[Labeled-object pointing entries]

***

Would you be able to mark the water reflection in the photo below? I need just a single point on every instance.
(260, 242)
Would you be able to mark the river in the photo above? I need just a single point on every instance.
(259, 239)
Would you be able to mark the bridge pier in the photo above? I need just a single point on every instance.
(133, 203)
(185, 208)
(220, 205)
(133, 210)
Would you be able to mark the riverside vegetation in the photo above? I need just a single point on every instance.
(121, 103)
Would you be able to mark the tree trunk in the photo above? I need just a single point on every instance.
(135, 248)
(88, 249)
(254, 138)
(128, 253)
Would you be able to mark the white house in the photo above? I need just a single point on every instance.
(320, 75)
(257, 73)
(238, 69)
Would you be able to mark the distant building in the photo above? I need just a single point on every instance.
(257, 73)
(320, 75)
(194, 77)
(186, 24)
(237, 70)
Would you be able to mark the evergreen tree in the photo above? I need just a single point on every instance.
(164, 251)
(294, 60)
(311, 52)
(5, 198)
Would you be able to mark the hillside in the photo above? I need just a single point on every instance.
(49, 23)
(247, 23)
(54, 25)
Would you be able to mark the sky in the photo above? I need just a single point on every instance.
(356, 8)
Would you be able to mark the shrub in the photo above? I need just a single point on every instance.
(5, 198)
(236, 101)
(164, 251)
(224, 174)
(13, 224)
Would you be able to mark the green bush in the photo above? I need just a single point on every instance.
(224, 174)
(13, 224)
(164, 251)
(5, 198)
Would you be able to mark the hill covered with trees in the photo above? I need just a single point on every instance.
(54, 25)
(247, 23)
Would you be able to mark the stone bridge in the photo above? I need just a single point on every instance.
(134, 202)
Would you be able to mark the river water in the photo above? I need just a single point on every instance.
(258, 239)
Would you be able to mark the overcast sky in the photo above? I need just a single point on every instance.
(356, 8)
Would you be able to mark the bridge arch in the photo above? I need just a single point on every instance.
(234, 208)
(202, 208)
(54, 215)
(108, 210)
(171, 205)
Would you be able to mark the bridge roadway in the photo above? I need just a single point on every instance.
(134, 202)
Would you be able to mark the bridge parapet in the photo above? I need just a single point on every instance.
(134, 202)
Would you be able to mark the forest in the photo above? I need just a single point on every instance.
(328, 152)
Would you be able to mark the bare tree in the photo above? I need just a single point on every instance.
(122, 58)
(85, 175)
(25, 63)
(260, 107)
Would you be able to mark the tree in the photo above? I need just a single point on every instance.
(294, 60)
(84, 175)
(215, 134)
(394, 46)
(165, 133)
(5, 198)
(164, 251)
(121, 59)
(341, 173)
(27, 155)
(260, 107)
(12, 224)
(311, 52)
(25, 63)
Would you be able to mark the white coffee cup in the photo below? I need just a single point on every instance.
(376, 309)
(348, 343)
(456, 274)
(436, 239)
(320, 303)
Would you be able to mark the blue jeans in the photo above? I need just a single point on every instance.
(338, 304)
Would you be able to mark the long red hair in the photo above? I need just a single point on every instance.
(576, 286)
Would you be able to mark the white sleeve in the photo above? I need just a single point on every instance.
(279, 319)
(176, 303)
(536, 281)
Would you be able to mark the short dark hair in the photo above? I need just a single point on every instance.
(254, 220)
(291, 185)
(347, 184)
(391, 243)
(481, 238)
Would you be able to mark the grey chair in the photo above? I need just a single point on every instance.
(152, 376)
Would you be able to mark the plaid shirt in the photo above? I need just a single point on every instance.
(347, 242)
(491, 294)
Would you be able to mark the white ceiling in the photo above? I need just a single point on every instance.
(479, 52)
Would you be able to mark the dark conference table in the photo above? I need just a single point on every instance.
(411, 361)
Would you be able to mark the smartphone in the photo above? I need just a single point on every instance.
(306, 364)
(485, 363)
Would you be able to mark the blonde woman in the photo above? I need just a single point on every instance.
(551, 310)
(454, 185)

***

* [WRITTEN INSTRUCTION]: Could you quote, exactly as they appear, the line containing "Would you be able to mark the white coffee" and every line after it to the end of the records above?

* [WRITTEN ANSWER]:
Would you be able to mark the white coffee cup in the photo below? I need just a single point on every instance.
(376, 309)
(348, 343)
(456, 274)
(436, 239)
(320, 303)
Would you be able to mark the blue jeans in the photo above? I need just a single point on every instance.
(338, 304)
Would you be able to mark the long red hair in the photo above? I need just a single point on every instance.
(576, 286)
Would you be able to mark the white sleeve in the photo above? I need just a single point on every instance.
(279, 319)
(176, 303)
(536, 281)
Would you be able to mark the short dark hair in the photo above? I need just a single point on every instance.
(254, 220)
(291, 185)
(347, 184)
(391, 243)
(481, 238)
Would you be able to mark the grey chair in the photo above? I need just a single point on every instance.
(152, 376)
Would you be able to mark the plaid shirt in the photo above? I need just a single point on every instance.
(347, 242)
(491, 294)
Would you be able to mark the white ceiling in the photo above? I need just a single point on every instance.
(479, 52)
Would you be able to mark the dark conference table in the photo above? I need just a single point on every instance.
(411, 361)
Would you be able to mark the smartphone in the photo above? I need just a single point on every instance.
(306, 364)
(485, 363)
Would you be able to mark the blonde woman in the photo above? I need just a single point on every instance.
(551, 310)
(454, 185)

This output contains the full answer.